◆ **What you need to do**:
Please copy each line of the records below that holds the word "blue".

Stored records:

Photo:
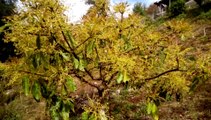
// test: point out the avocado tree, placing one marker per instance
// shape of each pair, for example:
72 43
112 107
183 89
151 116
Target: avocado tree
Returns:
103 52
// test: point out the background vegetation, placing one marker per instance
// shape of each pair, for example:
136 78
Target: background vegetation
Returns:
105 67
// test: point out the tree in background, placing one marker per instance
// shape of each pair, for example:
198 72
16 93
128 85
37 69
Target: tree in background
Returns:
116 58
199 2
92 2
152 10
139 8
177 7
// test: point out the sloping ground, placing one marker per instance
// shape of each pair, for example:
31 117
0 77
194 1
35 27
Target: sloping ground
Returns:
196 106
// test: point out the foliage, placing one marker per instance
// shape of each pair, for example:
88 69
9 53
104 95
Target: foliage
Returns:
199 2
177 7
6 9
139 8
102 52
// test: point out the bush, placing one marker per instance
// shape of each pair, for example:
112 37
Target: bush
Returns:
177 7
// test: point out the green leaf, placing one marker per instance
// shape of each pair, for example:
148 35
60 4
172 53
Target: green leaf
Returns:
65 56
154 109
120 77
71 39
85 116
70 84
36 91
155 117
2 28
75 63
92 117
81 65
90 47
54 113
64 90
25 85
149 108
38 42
==
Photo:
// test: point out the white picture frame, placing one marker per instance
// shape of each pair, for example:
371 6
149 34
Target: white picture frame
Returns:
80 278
--
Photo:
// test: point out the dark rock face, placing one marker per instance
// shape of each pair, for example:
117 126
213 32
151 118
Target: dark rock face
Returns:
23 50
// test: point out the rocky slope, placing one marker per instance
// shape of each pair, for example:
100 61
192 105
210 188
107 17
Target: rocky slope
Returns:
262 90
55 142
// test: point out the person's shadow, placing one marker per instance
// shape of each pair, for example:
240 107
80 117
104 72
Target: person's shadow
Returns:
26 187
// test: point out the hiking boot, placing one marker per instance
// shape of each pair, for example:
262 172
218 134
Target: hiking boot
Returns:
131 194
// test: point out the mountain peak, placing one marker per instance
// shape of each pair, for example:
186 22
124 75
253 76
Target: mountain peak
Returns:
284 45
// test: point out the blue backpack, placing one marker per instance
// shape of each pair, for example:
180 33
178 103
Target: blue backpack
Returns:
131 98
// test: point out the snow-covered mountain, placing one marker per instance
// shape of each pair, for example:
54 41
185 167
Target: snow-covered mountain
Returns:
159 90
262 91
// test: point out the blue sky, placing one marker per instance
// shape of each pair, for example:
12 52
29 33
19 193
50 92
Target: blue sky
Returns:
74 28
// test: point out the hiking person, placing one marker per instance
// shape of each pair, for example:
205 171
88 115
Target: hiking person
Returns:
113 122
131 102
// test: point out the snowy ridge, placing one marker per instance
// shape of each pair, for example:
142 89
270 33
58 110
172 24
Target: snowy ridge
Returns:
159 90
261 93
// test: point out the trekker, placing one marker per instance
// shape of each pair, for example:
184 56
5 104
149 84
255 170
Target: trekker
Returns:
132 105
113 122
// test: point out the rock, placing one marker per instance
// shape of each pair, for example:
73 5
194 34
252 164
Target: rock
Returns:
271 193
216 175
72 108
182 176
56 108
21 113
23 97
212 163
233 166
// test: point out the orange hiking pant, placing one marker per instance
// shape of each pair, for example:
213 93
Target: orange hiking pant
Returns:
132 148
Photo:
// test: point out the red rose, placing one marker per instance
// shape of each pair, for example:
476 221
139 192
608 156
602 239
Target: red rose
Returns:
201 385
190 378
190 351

◆ **Exercise solution**:
// test: point out the blue backpack, placing one marker per instance
Target: blue backpack
// test: point out the blue sky, placing one marker per instance
Target: blue sky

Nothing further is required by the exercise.